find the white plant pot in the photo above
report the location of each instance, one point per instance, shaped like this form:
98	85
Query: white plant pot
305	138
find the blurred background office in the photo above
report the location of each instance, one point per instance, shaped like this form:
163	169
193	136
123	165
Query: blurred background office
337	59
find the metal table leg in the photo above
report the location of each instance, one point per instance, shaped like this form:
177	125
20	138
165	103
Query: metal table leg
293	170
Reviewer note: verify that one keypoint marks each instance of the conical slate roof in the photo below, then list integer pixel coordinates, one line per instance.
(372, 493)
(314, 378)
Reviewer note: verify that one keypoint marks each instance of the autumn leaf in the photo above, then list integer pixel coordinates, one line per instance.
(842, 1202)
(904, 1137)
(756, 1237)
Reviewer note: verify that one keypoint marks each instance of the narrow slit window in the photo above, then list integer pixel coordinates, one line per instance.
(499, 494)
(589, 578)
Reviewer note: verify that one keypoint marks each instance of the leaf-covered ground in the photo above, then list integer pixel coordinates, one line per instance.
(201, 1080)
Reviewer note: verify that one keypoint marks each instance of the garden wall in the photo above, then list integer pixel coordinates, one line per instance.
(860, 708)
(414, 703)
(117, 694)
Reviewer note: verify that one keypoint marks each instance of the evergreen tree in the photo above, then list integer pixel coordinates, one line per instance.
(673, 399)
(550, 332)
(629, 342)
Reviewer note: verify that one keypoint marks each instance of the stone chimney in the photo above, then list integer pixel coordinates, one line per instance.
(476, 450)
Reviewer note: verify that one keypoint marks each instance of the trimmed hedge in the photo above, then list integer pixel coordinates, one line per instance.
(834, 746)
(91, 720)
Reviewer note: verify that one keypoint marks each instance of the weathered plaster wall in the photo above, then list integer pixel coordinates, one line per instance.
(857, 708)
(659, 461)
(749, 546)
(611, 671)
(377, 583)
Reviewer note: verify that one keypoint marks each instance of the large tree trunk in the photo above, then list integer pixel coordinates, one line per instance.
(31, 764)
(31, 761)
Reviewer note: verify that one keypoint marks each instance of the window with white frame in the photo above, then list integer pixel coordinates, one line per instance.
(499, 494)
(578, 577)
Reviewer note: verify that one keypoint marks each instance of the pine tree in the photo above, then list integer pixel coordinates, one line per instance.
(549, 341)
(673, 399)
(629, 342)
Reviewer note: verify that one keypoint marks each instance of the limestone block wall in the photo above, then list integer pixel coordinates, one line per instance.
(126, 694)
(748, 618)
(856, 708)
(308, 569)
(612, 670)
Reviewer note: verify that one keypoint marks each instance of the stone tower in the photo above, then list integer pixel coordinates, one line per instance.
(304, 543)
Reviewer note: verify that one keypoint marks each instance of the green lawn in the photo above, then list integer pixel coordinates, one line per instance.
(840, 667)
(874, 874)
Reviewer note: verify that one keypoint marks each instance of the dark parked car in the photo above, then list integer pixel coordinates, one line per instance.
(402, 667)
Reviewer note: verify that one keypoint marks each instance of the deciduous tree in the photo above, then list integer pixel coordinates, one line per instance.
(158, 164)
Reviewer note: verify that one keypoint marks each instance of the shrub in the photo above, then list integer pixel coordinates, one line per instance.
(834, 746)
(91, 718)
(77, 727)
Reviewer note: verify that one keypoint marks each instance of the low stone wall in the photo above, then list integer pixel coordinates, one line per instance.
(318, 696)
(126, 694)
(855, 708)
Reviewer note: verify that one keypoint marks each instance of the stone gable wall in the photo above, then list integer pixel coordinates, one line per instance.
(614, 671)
======
● **What is required**: Each line above that carries the string "find" has to be returned.

● **Response to the task**:
find the white plant pot in the photo above
find the blurred background office in the photo above
find the metal table leg in the photo above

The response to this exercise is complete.